* Task statement
Turn the lines below, from the line containing "out the calm" through the line containing "[(308, 428)]", inclusive, into a JSON list of strings with one string per line. Leave out blank lines.
************
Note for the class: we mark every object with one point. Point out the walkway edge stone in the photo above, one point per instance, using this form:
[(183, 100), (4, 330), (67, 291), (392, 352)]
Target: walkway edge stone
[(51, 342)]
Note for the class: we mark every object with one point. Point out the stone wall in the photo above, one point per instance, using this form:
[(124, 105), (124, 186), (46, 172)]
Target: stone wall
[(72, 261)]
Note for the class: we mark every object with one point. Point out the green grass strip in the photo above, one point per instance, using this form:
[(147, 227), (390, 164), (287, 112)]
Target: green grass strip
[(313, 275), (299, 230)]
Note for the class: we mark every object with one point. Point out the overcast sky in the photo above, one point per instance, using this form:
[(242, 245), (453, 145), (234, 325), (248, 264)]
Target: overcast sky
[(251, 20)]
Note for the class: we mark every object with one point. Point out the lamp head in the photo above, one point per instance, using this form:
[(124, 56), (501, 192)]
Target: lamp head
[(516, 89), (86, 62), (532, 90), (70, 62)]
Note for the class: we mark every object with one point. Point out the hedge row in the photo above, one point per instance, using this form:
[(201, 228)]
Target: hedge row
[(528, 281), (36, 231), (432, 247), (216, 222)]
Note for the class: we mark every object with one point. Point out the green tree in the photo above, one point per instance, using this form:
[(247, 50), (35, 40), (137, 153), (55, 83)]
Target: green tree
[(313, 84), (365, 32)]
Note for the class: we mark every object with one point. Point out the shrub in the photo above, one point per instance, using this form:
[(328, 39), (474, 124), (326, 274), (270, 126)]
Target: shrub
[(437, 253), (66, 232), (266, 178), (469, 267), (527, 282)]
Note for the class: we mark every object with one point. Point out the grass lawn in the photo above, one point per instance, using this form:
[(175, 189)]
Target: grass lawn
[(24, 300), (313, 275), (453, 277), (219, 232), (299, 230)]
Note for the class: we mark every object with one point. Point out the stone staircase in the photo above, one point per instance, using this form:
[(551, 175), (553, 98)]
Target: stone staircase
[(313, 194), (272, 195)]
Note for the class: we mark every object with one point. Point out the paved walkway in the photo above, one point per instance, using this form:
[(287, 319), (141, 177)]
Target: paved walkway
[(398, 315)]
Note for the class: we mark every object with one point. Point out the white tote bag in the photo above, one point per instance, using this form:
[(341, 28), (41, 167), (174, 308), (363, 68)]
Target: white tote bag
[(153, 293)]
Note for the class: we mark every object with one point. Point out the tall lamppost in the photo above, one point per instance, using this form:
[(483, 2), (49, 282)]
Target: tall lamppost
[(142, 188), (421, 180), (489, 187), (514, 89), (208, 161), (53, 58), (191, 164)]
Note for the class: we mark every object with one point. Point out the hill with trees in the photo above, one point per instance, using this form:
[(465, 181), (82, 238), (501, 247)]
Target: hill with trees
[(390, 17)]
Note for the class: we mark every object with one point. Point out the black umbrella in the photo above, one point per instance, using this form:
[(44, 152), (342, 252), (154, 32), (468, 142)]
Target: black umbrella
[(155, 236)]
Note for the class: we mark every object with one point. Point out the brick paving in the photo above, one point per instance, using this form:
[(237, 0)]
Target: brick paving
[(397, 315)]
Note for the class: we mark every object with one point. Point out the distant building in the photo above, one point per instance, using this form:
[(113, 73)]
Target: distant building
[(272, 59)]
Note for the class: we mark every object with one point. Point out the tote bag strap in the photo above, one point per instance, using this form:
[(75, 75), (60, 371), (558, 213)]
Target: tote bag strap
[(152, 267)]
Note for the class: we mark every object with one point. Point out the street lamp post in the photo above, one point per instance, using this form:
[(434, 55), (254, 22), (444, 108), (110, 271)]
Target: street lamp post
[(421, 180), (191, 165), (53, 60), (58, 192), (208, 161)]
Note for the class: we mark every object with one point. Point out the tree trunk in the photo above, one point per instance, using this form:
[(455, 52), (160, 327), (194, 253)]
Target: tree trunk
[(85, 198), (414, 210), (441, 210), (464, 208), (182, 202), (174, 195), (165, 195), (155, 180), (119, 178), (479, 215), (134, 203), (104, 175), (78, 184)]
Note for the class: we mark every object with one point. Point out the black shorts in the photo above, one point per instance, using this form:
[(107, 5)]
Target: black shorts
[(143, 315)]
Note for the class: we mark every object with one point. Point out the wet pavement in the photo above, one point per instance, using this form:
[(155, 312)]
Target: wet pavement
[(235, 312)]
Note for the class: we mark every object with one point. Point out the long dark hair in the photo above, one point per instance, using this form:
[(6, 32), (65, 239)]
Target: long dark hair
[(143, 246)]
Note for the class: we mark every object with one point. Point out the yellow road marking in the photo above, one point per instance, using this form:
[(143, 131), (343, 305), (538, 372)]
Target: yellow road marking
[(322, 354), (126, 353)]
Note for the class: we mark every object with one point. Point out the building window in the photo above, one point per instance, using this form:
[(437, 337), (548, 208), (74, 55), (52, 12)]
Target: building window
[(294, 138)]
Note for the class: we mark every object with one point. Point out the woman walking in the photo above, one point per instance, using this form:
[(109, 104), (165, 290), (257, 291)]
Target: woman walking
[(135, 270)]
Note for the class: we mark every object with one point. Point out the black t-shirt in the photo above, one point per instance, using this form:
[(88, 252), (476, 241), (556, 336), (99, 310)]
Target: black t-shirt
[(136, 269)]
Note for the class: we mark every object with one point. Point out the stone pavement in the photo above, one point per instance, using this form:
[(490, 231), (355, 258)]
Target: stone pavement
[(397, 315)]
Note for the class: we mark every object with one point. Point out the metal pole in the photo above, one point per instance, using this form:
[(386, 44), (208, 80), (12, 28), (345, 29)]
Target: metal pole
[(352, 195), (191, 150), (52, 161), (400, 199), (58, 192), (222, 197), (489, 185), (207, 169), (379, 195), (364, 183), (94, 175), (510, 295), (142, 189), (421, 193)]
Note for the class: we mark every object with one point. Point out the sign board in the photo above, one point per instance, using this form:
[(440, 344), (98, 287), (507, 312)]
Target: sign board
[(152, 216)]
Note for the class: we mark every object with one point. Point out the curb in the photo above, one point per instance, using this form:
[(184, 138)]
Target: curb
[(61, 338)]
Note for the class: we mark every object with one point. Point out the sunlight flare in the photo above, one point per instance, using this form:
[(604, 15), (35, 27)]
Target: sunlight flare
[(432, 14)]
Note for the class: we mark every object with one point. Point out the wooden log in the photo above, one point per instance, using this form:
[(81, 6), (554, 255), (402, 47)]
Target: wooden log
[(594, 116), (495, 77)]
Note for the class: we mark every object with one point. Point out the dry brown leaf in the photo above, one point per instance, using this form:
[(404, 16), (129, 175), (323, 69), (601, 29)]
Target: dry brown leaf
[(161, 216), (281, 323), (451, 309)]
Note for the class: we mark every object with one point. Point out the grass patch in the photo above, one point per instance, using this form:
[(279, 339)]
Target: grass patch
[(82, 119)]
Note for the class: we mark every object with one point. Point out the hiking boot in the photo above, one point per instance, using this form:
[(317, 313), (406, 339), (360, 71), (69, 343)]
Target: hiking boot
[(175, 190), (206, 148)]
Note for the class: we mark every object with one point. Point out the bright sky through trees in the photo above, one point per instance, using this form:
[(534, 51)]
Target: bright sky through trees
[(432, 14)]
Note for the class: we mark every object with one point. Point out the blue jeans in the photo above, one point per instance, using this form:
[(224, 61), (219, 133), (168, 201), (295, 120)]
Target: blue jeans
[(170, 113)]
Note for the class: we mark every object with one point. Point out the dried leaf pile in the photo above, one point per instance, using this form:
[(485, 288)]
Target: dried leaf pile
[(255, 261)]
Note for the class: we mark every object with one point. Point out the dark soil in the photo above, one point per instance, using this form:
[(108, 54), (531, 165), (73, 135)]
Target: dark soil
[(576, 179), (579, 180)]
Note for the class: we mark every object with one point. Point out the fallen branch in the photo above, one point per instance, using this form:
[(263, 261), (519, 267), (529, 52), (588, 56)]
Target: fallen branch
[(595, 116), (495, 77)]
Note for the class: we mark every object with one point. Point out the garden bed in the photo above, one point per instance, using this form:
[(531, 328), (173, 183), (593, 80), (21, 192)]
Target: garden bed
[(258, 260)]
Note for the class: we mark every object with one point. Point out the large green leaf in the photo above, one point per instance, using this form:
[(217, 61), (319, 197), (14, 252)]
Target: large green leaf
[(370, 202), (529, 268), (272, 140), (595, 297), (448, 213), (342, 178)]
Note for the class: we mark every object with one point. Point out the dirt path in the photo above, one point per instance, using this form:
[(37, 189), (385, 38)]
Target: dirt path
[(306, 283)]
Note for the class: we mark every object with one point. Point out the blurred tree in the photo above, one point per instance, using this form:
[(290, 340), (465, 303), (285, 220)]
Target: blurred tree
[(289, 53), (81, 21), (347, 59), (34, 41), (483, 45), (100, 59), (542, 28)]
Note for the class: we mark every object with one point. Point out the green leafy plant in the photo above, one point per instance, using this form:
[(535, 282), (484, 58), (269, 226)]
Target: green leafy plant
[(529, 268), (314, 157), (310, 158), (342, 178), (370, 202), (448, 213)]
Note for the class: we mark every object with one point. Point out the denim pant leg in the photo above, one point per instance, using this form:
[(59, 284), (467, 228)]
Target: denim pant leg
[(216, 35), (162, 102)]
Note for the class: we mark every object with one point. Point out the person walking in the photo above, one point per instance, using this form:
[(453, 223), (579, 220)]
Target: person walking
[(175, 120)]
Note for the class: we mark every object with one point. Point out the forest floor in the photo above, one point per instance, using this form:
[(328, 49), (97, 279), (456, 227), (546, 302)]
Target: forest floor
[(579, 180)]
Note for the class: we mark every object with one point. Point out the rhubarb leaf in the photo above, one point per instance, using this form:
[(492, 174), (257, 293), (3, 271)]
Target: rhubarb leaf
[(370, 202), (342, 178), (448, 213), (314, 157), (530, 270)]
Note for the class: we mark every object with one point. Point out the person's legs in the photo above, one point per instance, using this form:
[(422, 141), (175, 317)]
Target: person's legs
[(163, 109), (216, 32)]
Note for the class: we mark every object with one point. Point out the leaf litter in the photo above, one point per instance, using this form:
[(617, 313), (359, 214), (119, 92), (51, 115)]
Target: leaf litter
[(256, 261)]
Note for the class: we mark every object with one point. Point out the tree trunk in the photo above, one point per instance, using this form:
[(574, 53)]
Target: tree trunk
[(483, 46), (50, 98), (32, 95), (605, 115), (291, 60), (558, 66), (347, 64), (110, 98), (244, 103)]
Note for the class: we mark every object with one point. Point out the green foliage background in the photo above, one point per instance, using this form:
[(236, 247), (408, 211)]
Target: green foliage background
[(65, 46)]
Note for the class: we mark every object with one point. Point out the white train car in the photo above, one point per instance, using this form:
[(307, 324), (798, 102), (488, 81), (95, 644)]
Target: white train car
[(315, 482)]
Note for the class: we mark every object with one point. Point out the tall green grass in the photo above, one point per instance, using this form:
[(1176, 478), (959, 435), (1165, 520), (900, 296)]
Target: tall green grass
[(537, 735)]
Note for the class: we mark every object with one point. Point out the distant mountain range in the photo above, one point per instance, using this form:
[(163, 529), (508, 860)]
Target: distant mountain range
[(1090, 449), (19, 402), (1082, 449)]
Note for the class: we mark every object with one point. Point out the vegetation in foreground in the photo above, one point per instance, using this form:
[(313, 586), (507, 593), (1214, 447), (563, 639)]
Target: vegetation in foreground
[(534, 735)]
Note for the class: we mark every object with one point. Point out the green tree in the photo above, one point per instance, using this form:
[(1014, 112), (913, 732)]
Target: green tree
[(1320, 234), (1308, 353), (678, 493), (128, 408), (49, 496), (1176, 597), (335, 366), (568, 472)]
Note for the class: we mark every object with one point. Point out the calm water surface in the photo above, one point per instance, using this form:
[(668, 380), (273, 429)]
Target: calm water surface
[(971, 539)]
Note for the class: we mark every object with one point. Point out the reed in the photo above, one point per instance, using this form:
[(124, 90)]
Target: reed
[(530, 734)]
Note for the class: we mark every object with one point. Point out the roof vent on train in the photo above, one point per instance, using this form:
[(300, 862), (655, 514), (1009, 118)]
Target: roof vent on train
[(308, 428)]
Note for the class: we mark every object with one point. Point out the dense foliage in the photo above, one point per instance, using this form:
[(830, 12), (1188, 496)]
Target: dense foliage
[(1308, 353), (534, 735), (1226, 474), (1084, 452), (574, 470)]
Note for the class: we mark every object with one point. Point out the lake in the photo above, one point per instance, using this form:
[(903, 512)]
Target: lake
************
* Problem solution
[
  "Note for the class: we mark every object with one point. Point out the calm water surface in the photo above, one point per instance, using this form:",
  "[(668, 380), (273, 429)]",
  "Target: calm water surface",
  "[(971, 539)]",
  "Note for the class: we mark every object with one point. Point out the reed in the photo above, one point per instance, using this form:",
  "[(124, 90)]",
  "Target: reed",
  "[(530, 734)]",
  "Note for the class: we mark every object with one point. Point out the roof vent on train in the photo above, one point per instance, using this form:",
  "[(300, 862), (655, 514), (1009, 118)]",
  "Target: roof vent on train",
  "[(308, 428)]"
]